__DIRECTIVE__.
Look below for the line with "the wood grain", and from there restate every line word for word until the entries end.

Stored items from a collection:
- - - - -
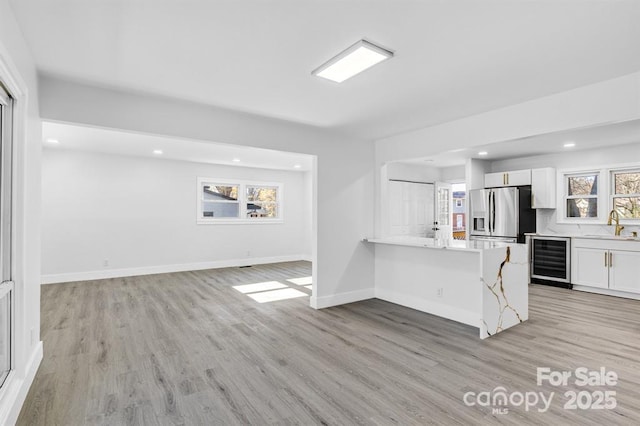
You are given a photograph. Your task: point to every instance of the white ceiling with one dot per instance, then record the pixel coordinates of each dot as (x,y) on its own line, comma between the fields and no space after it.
(627,132)
(108,141)
(453,58)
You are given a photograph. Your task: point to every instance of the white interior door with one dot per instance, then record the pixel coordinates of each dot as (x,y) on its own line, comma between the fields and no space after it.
(443,209)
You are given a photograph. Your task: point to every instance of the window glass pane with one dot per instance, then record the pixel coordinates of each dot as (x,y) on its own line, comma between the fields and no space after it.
(582,207)
(218,209)
(582,185)
(627,207)
(220,192)
(262,209)
(627,183)
(262,193)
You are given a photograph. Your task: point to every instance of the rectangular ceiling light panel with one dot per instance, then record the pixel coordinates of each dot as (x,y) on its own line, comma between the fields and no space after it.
(352,61)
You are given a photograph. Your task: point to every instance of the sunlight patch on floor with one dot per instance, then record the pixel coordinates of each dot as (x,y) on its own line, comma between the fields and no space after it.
(252,288)
(301,281)
(274,295)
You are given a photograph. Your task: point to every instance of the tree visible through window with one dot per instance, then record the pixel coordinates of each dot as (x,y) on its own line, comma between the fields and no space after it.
(225,201)
(582,195)
(262,201)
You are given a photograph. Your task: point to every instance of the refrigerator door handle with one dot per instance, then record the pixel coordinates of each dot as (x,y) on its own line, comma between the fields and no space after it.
(493,212)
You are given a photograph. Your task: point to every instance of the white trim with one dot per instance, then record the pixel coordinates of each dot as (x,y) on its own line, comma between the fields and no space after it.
(341,298)
(163,269)
(242,202)
(607,292)
(604,193)
(439,309)
(16,389)
(23,366)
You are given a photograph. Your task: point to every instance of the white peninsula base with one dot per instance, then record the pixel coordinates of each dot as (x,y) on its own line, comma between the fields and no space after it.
(482,284)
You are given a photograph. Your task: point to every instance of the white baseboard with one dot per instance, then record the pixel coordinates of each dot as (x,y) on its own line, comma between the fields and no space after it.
(17,389)
(607,292)
(439,309)
(341,298)
(163,269)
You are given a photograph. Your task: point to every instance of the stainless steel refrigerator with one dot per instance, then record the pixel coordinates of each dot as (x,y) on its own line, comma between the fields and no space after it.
(502,214)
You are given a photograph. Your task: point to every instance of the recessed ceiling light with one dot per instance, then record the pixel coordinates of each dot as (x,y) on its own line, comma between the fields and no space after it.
(353,60)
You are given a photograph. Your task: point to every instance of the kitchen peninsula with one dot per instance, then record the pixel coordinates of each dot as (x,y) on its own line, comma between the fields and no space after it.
(479,283)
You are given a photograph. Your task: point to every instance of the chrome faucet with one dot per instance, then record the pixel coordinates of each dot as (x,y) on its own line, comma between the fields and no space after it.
(614,216)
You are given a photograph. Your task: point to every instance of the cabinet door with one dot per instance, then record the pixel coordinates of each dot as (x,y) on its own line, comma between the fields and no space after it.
(519,177)
(624,271)
(495,180)
(543,188)
(589,266)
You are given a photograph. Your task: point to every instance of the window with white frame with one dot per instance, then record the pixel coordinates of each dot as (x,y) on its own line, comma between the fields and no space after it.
(581,195)
(237,201)
(625,193)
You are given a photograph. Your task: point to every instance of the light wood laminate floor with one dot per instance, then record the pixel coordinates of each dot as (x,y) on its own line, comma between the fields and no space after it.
(187,348)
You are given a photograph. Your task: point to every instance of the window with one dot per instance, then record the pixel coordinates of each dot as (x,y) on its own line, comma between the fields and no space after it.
(6,227)
(226,201)
(625,193)
(220,200)
(262,201)
(581,195)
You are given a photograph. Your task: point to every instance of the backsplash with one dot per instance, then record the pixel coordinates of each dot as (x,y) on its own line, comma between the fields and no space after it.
(546,224)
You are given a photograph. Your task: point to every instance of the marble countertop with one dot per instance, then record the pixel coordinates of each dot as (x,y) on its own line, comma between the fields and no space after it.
(431,243)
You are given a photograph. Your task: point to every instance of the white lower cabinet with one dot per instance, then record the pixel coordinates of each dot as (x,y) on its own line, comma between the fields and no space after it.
(590,267)
(624,271)
(614,265)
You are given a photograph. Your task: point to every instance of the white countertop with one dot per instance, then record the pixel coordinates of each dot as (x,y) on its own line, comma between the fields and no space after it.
(589,236)
(431,243)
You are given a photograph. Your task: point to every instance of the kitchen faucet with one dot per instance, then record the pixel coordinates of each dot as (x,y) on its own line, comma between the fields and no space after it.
(614,216)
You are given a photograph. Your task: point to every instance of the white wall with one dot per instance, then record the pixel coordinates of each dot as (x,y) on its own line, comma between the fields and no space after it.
(413,172)
(17,68)
(611,156)
(140,215)
(610,101)
(453,174)
(343,181)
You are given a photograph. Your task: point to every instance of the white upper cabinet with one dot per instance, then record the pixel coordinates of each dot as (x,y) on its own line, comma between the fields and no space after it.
(512,178)
(543,188)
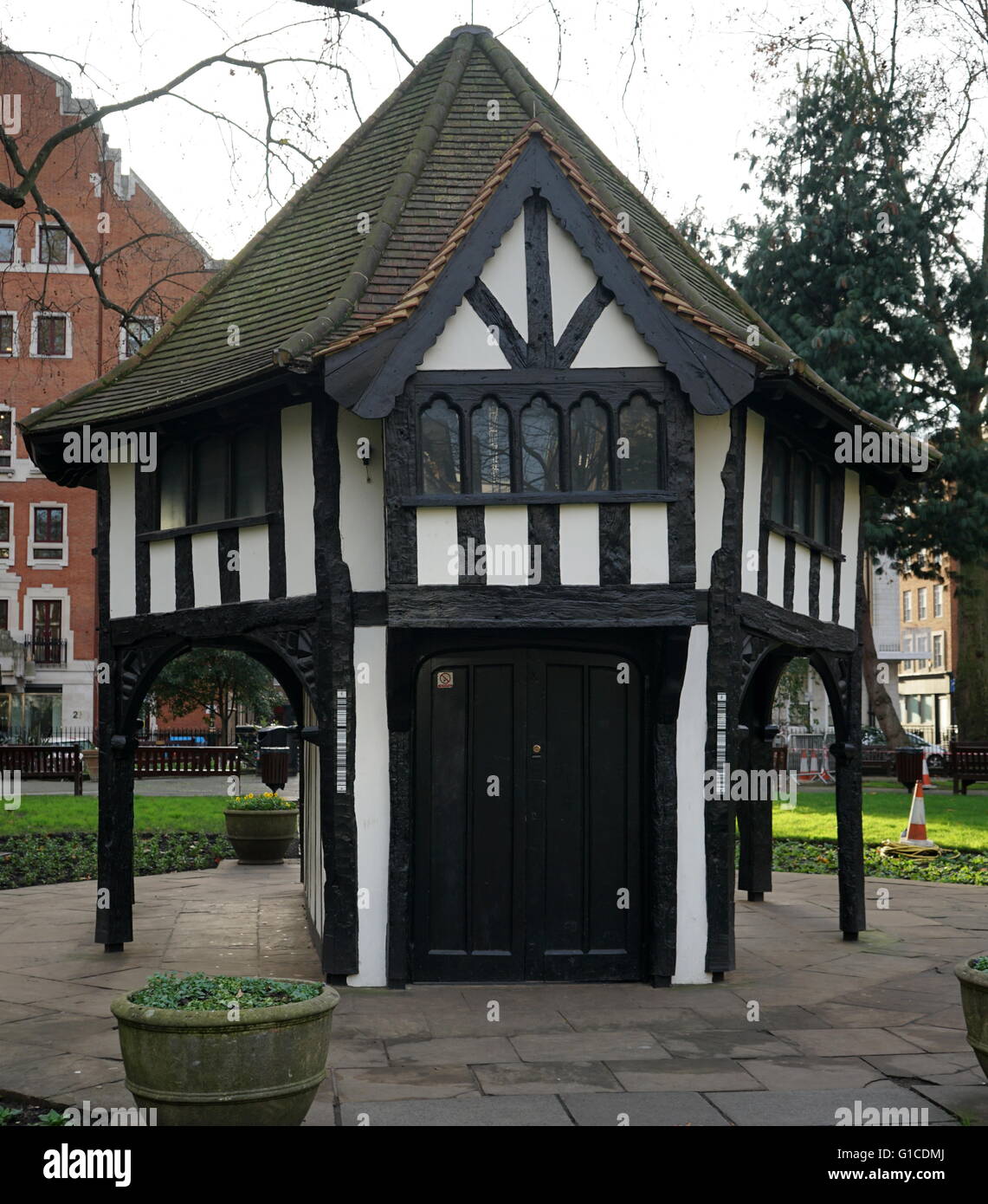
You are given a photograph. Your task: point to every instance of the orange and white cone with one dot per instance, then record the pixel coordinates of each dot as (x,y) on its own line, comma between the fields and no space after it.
(927,783)
(916,829)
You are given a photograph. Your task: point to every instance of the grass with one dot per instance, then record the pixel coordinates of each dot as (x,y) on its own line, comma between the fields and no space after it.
(64,812)
(953,821)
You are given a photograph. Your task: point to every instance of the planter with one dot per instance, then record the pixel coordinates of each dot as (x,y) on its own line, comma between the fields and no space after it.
(974,999)
(200,1068)
(262,838)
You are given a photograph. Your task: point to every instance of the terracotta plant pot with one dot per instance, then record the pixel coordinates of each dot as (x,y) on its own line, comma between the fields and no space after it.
(262,838)
(203,1068)
(974,999)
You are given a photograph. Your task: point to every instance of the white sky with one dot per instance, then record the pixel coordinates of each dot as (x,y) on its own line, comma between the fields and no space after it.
(674,128)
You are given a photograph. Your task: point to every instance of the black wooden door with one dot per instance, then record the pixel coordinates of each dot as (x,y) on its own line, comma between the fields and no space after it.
(527,851)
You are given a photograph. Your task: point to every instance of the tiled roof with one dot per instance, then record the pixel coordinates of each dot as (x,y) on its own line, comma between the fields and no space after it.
(358,246)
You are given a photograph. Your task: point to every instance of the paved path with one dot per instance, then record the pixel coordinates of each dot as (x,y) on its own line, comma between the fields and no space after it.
(876,1021)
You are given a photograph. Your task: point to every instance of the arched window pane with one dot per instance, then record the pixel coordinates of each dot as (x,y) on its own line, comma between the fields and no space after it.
(802,494)
(822,507)
(589,445)
(539,448)
(173,485)
(210,481)
(439,431)
(491,448)
(638,457)
(780,482)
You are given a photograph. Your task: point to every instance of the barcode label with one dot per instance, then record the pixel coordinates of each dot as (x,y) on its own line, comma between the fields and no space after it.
(340,741)
(721,741)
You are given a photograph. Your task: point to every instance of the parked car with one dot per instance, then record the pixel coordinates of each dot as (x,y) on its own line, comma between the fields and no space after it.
(936,755)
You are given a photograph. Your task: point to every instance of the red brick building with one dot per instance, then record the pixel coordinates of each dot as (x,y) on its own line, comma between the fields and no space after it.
(55,336)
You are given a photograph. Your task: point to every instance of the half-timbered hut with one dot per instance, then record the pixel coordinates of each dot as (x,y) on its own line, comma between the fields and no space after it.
(525,508)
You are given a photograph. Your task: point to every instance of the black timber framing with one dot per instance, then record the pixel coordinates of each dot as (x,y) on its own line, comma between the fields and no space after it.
(712,374)
(661,657)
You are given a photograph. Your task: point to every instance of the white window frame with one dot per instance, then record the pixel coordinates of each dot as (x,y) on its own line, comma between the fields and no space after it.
(70,259)
(41,561)
(9,544)
(52,314)
(9,468)
(138,317)
(16,340)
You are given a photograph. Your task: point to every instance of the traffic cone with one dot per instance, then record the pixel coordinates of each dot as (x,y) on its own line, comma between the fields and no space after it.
(916,829)
(927,783)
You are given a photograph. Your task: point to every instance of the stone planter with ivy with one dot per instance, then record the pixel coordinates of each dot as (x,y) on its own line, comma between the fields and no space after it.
(262,827)
(225,1052)
(972,974)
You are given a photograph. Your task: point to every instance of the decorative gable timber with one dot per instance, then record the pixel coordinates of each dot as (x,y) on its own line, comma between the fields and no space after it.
(713,374)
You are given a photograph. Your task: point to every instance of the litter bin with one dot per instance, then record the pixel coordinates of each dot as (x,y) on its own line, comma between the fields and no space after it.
(274,767)
(908,766)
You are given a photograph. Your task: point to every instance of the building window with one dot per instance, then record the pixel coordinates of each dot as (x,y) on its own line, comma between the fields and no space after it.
(539,447)
(6,534)
(52,336)
(47,645)
(218,478)
(52,246)
(48,534)
(6,438)
(491,448)
(8,335)
(800,493)
(439,442)
(135,333)
(589,447)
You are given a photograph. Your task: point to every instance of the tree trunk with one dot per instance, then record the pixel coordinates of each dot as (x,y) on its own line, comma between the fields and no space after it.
(877,696)
(972,635)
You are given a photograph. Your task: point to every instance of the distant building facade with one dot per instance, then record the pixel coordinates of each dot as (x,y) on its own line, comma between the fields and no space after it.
(55,336)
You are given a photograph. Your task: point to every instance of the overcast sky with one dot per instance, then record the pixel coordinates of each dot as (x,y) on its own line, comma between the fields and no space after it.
(672,113)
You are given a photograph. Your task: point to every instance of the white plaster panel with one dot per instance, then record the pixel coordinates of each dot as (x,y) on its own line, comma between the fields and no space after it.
(506,534)
(372,803)
(255,565)
(691,827)
(361,502)
(614,343)
(299,491)
(436,543)
(649,543)
(713,442)
(161,576)
(751,518)
(580,544)
(123,574)
(206,568)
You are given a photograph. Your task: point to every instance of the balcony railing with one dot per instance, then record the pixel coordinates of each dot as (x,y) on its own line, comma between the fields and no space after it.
(46,649)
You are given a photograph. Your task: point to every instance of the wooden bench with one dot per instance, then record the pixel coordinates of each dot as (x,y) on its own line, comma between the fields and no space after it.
(969,763)
(201,760)
(48,761)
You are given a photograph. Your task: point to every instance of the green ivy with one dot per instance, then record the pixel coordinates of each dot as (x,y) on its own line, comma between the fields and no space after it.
(209,993)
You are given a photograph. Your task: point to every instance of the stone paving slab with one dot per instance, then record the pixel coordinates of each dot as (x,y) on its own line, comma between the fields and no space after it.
(817,1108)
(648,1109)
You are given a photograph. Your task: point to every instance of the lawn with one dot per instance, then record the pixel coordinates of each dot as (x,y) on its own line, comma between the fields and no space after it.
(64,812)
(953,821)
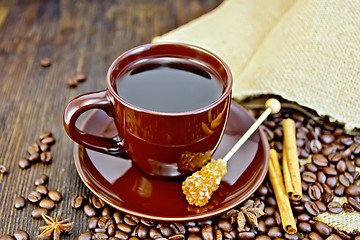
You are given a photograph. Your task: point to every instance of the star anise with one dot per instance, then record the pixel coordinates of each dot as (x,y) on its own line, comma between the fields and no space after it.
(249,212)
(54,228)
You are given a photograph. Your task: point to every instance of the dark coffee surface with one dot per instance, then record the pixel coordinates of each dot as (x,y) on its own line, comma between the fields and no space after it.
(169,85)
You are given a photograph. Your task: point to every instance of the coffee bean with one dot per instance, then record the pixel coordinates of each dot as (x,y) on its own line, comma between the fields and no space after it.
(89,210)
(311,208)
(322,228)
(21,235)
(85,236)
(48,140)
(34,197)
(55,195)
(304,217)
(347,207)
(207,232)
(42,189)
(37,212)
(46,157)
(7,237)
(41,179)
(314,192)
(320,160)
(19,202)
(334,207)
(246,235)
(304,227)
(47,204)
(24,163)
(77,201)
(97,236)
(354,203)
(308,177)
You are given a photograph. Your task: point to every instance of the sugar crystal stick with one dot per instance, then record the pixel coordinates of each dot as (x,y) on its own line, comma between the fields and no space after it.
(291,158)
(276,179)
(199,187)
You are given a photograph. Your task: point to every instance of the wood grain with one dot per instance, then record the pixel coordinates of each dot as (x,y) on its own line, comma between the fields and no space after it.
(78,36)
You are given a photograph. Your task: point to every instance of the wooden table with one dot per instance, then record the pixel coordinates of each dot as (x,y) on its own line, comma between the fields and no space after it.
(78,36)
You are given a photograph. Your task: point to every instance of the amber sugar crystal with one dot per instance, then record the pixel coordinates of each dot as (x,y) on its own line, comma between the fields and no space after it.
(199,187)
- - - - -
__FINAL RESULT__.
You are given a photograph. Your task: point to every instance of the wood grain with one dot per instance, then record the pixel coordinates of each dot as (x,y) on its own line, comma between the fields and no space after it.
(78,36)
You are given a photograph. Your task: point to every instance of the wooden table with one dot per instance, then record the pixel coordinates of each dot as (x,y) on its own line, comma between the fields and no space after it.
(78,36)
You are given a photograph. Your task: point to every instance of the amber sugar crystal with one dot per instance, then record the pixel coordinates of each dot as (x,y) on its own line, comma between the fields and no space after it.
(199,187)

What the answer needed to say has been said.